↓↓↓

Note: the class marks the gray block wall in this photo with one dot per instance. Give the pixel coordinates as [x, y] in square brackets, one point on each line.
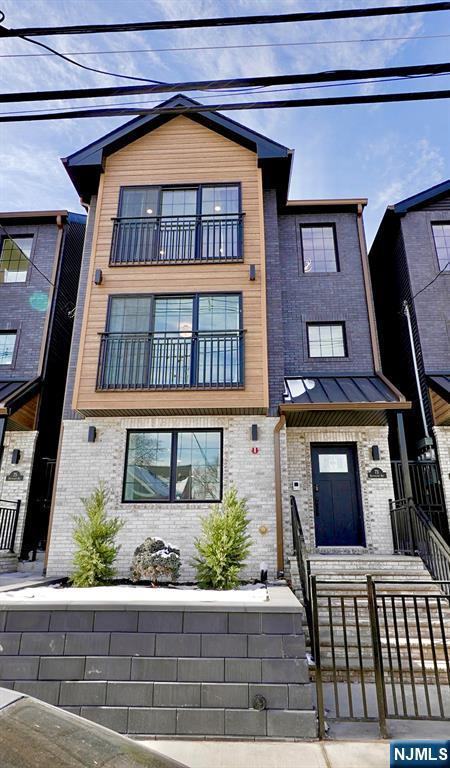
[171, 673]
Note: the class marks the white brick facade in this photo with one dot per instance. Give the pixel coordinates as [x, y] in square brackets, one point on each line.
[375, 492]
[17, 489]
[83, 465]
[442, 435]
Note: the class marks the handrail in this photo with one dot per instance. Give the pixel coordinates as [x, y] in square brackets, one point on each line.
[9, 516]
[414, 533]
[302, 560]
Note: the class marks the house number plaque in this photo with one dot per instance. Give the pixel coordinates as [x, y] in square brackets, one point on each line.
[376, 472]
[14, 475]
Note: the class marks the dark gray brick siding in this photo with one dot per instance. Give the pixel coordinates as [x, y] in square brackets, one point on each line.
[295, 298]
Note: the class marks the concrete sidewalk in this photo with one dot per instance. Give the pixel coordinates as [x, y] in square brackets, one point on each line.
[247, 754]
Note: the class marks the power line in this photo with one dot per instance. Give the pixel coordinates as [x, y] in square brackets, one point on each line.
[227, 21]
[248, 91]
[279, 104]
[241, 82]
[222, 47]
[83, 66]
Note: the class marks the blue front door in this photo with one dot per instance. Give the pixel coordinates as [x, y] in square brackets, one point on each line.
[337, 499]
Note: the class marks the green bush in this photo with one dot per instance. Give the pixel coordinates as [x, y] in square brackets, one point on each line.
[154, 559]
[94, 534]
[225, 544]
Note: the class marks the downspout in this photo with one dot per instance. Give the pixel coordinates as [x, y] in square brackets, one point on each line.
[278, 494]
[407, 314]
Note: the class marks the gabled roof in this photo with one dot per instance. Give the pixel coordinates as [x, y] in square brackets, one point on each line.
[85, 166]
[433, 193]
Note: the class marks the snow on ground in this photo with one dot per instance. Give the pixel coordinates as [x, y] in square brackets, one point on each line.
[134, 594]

↑↑↑

Edit the rows from the line containing "Note: the class marks the concrete" through the end of the rows, changing "green bush" to "green shrub" and leaving everything else unchanged. Give back only those lines.

● **TASK ANSWER**:
Note: the class marks the concrete sidewalk in this photo with one dot per instance. Give the pixel coordinates as [x, y] in square brackets, one point on each line.
[247, 754]
Note: the class marks the power line in this photo with one dot per instance. Give the pixel coordinates as [x, y] in square brackets, one point on each line.
[227, 21]
[248, 91]
[279, 104]
[241, 82]
[222, 47]
[83, 66]
Note: the class marks the blue front door in this photo with one dot per instance. Give the pixel coordinates as [x, y] in square brackets, one point on each line.
[337, 499]
Note: the class marks the green shrub in this photo with one dot per instance. Give the pixel coordinates as [x, y] in square brackets, one point on each line.
[154, 559]
[94, 534]
[225, 544]
Note: the class marks the downspout in this photo with one dot per instance. Give the pixel coordinates as [x, y] in square brackets, one point on each line.
[278, 494]
[407, 314]
Note: the class marks the gabled roof in this photo with one dot per instance. Give the pixel coordinates as [x, y] in square brackets, one point on each line.
[85, 166]
[433, 193]
Note: the class marks the snow on ground in this photo with one dot per instance. Give the pixel coordinates as [x, y] in square brackets, one point on each line.
[134, 594]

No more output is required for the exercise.